--- WRITTEN REQUEST 1 ---
List every item that the post beginning "I would check the free/easy stuff first" in the forum thread below on CV removal says to check.
--- WRITTEN REQUEST 2 ---
Carry on the forum thread below about removing the CV on a truck, picking up after its final post.

— BEGIN SUPPLIED TEXT —

It is possible to remove the CV without removing ball joints.... Although it's not a ton of fun. Best advice I can give is that the 6 "bolts" holding the cv to the axle tube are actually splined studs, even though they have a 17mm hex head. Use a brass drift to pound them out and sand off the splines so they can be re-used as a normal bolt. The truck needs to have weight on the control arms... Of the suspension is at full droop, you'll never get them out.
 
Check your steering bits. Tie rod and draglink ends, plus the idler.
 
Simply your saying u can't do it without dropping the ball joints but other threads are saying u can. Anyone else Wana chime in please. I got a mechanic friend coming but we gonna be doin this outside in the rain. In the next hour or to
 
To do it without the lbj removed you'll drop have to drop the lower control arm. The lbj removal is the best way. I've done it both ways.
 
Read my post again, I said you CAN do it without removing ball joints. Getting a new idler arm drastically improved my steering.
 
Already replaced idler arm because I thought that was original problem. Then decided it was my tire put my other on it went away then came back next day. But worse then it ever was.
 
I would check the free/easy stuff first, like Pappy posted. Steering parts, TRE, dampener, also check the ball joints and shocks. Wheel bearings. Check for play in the steering box. Even the rag joint on the steering shaft. Costs nothing to check all this stuff.

Remove that sticky hub if you have to. Once the hub is unlocked, the CV will not spin and it will not be the culprit. Remove it later when you have a warm dry place to work.

— END SUPPLIED TEXT —
— BEGIN DATA SHOWN —

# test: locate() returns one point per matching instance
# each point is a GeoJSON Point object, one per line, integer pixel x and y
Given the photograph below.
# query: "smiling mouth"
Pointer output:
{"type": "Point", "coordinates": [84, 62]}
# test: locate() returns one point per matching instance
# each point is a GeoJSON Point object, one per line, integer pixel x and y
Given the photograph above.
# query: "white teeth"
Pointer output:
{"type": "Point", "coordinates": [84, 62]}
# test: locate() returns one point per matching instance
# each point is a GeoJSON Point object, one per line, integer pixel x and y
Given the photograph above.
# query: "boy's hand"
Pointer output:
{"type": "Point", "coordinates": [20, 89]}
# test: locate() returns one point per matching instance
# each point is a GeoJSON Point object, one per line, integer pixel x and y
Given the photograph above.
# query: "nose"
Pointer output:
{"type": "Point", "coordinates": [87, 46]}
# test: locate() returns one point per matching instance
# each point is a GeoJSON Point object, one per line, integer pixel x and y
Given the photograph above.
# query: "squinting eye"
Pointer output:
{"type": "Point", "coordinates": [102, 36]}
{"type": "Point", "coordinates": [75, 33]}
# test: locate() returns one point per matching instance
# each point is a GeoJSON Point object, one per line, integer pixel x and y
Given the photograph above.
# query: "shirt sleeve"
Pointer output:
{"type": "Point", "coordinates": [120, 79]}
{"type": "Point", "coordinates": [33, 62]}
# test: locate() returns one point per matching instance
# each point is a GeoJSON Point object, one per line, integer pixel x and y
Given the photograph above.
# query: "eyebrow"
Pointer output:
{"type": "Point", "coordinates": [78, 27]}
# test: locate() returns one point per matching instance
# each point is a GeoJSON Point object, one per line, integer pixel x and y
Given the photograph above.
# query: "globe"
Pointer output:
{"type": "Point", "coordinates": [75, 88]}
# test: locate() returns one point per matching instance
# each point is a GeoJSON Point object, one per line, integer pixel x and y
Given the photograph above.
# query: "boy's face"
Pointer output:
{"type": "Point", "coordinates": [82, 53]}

— END DATA SHOWN —

--- FINAL RESULT 1 ---
Steering parts, TRE, dampener, ball joints, shocks, wheel bearings, play in the steering box, and the rag joint on the steering shaft.

--- FINAL RESULT 2 ---
I'm getting to where I think I've put to much money in the dam thing in three years. I've replaced the intire fuel system from fuel tank to motor new custom made lines. Had injectors rebuilt . Rear wheel bearings. Front rear brakes wheel cylinderS calipers. .aster cylinder . Altinator. Head gasket head. Lower intake exhaust manifold . Use to be a auto now a 5 speed. Wrecked it last winter replaced steering box. Steering stabalizer. Tierods. New clutch fly wheel when I swapped it over . I no I did more then that in three years. Brand new ngk plugs wires
 
Could be other tires. I had two two tires bulge Over one hot weekend. Are the tires pretty worn out?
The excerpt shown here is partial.